> [Written exercise]:
Reproduce the material below word for word, keeping every line and character unchanged.

> [Data shown]:
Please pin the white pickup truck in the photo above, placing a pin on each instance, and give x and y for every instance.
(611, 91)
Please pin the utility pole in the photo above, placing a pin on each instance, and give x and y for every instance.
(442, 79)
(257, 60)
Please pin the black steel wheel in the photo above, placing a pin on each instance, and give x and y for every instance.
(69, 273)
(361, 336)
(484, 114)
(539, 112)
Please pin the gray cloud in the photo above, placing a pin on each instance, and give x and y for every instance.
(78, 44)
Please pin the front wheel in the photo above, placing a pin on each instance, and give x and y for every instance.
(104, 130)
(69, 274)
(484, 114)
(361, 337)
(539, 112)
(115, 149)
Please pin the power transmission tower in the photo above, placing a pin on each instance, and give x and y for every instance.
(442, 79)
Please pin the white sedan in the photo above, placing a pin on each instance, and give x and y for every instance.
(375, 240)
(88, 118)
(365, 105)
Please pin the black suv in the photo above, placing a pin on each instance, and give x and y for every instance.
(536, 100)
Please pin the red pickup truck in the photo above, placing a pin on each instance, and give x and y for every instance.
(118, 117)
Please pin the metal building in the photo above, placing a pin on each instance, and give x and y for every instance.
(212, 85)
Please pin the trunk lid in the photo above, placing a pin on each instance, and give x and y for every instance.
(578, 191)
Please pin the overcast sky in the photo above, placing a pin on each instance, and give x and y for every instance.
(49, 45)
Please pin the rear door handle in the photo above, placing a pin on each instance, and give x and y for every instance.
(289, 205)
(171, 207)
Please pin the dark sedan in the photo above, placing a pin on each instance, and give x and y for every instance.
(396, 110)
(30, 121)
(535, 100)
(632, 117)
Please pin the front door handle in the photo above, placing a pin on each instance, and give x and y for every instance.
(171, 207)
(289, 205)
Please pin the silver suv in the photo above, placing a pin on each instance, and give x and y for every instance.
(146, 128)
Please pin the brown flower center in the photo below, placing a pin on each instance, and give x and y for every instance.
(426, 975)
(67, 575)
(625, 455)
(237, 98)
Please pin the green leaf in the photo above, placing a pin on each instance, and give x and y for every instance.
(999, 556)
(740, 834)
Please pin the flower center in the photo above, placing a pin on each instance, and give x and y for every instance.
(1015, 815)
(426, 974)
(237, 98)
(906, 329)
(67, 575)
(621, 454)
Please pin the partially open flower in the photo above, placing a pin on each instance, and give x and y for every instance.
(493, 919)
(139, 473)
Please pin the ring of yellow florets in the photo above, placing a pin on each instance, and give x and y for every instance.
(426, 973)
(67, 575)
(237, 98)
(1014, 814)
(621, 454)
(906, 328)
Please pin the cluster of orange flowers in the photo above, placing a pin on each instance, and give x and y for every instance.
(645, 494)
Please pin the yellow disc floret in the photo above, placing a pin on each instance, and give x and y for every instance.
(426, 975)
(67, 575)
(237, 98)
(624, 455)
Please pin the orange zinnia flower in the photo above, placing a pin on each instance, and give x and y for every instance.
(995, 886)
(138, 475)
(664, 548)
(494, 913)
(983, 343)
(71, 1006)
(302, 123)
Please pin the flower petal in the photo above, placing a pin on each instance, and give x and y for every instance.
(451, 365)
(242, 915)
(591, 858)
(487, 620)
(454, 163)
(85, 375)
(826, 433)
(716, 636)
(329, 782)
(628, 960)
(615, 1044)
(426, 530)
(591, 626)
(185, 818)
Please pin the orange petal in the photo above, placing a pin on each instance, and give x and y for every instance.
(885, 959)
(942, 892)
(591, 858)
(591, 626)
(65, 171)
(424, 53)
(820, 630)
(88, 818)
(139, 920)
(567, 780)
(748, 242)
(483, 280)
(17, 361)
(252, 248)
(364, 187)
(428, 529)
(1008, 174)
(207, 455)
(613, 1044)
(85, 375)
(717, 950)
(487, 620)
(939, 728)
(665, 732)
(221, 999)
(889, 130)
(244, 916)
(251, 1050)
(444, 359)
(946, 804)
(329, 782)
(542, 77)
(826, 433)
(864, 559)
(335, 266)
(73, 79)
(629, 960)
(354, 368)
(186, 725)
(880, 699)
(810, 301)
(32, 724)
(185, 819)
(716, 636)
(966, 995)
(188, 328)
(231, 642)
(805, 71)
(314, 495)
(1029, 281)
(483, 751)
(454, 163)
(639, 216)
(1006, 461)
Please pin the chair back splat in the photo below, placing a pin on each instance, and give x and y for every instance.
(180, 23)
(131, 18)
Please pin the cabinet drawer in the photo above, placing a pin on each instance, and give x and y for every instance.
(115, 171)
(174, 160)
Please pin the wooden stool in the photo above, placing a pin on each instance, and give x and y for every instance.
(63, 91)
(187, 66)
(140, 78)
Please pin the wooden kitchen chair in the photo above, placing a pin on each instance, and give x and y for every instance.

> [Written response]:
Please pin the white pickup truck in the photo above, placing a pin on each instance, and give x and y for every instance.
(611, 91)
Please pin the utility pole in the photo above, placing a pin on each instance, and give x and y for every instance.
(442, 79)
(257, 60)
Please pin the black steel wheel in the photo above, placing a pin on each instance, and give x and y for every instance.
(69, 273)
(361, 336)
(484, 114)
(539, 112)
Please pin the gray cloud in the photo above, placing a pin on each instance, and give x and y for every instance.
(78, 44)
Please pin the front wheel in the photo above, placing a pin on each instance, and give x and y for every instance.
(104, 130)
(69, 274)
(484, 114)
(361, 337)
(539, 112)
(115, 149)
Please pin the power transmission tower in the photo above, placing a pin on each instance, and give x and y for every instance.
(442, 79)
Please pin the white sedan in the photo above, placing a pin on each instance, and give x and y for every instance.
(375, 240)
(88, 118)
(365, 105)
Please pin the black suv in the photo above, placing a pin on each instance, and give x and y for every instance.
(536, 100)
Please pin the red pickup truck in the photo above, placing a pin on each instance, and give x and y for every instance.
(118, 117)
Please pin the metal building in the photo above, placing a pin on each instance, and give x and y for every instance.
(212, 85)
Please pin the trunk lid in the photo above, placing a pin on each instance, and give x and y for every instance.
(578, 191)
Please pin the overcast sky in the photo above, placing a pin on each instance, and give x and y for every instance.
(49, 45)
Please pin the rear door handle in the photo above, placing a pin on each instance, and give x and y for every instance.
(289, 205)
(171, 207)
Please pin the dark sedan in the photo above, placing a pin on each instance, and give x and y for every instance.
(396, 110)
(30, 121)
(535, 100)
(632, 117)
Please pin the front door handle in the photo above, placing a pin on each instance, and give x and y for every instance.
(171, 207)
(289, 205)
Please pin the silver suv in the photo above, placing a pin on each instance, and give x and y for every instance.
(146, 128)
Please pin the brown flower center in the photo below, placing a pin on each instance, and give x and y for every instance.
(426, 975)
(67, 575)
(625, 455)
(237, 98)
Please pin the green leaf in the photo above, placing a pin on each instance, and give x and y for every instance.
(999, 556)
(740, 834)
Please pin the flower center in the photo above, placing a pin on each instance, and give x and y for every instance.
(1015, 815)
(426, 974)
(237, 98)
(906, 329)
(67, 575)
(621, 454)
Please pin the partially open flower in the photo above, placing a pin on each instance, and give x and y for every instance.
(493, 919)
(139, 473)
Please pin the ring of yellow florets in the photo above, placing a pin on each instance, and give x and y for every instance.
(426, 973)
(67, 575)
(237, 98)
(1014, 814)
(621, 454)
(906, 328)
Please pin the cluster of orange flowers in the photo above, placing a pin on each instance, and give x and y for every instance.
(645, 494)
Please pin the yellow disc floret in the photo above, placing a pin on each instance, and give x and y for every instance.
(426, 975)
(67, 575)
(237, 98)
(624, 455)
Please pin the orange zinnia flower in the photo above, placing a pin on each instance, and give x and y for every instance.
(995, 886)
(138, 475)
(664, 548)
(494, 913)
(983, 343)
(71, 1006)
(302, 123)
Please pin the flower petal in the photo above, placing a pin on each instance, and give x and y for every instance.
(451, 365)
(242, 915)
(591, 858)
(487, 620)
(454, 163)
(85, 375)
(826, 433)
(716, 636)
(329, 782)
(628, 960)
(615, 1044)
(426, 530)
(591, 626)
(185, 818)
Please pin the orange petal in the photo above, placing a pin on each instance, and give x and y for every instance.
(885, 959)
(942, 892)
(591, 858)
(591, 626)
(65, 171)
(424, 53)
(820, 630)
(88, 818)
(139, 920)
(567, 780)
(748, 242)
(483, 280)
(17, 361)
(252, 248)
(364, 187)
(428, 529)
(1008, 174)
(207, 455)
(613, 1044)
(85, 375)
(717, 950)
(487, 620)
(939, 728)
(665, 732)
(221, 999)
(889, 130)
(244, 916)
(251, 1050)
(444, 359)
(946, 804)
(329, 782)
(542, 77)
(826, 433)
(864, 559)
(335, 266)
(73, 79)
(629, 960)
(354, 368)
(186, 725)
(880, 699)
(810, 301)
(32, 724)
(185, 819)
(716, 636)
(966, 995)
(188, 328)
(231, 642)
(805, 71)
(314, 495)
(1029, 281)
(483, 751)
(454, 163)
(639, 216)
(1006, 461)
Please pin the chair back splat in the photo below, placing a pin on each instance, and give x and y for every instance.
(180, 23)
(131, 18)
Please pin the cabinet drawer in the photo above, placing a pin on each instance, and give x and y for every instance.
(115, 171)
(174, 160)
Please pin the wooden stool in the photo above, placing a pin on each instance, and give x and y for every instance.
(63, 91)
(187, 66)
(140, 78)
Please pin the wooden kitchen chair in the photo above, placing a pin on each instance, and give x and y for every instance.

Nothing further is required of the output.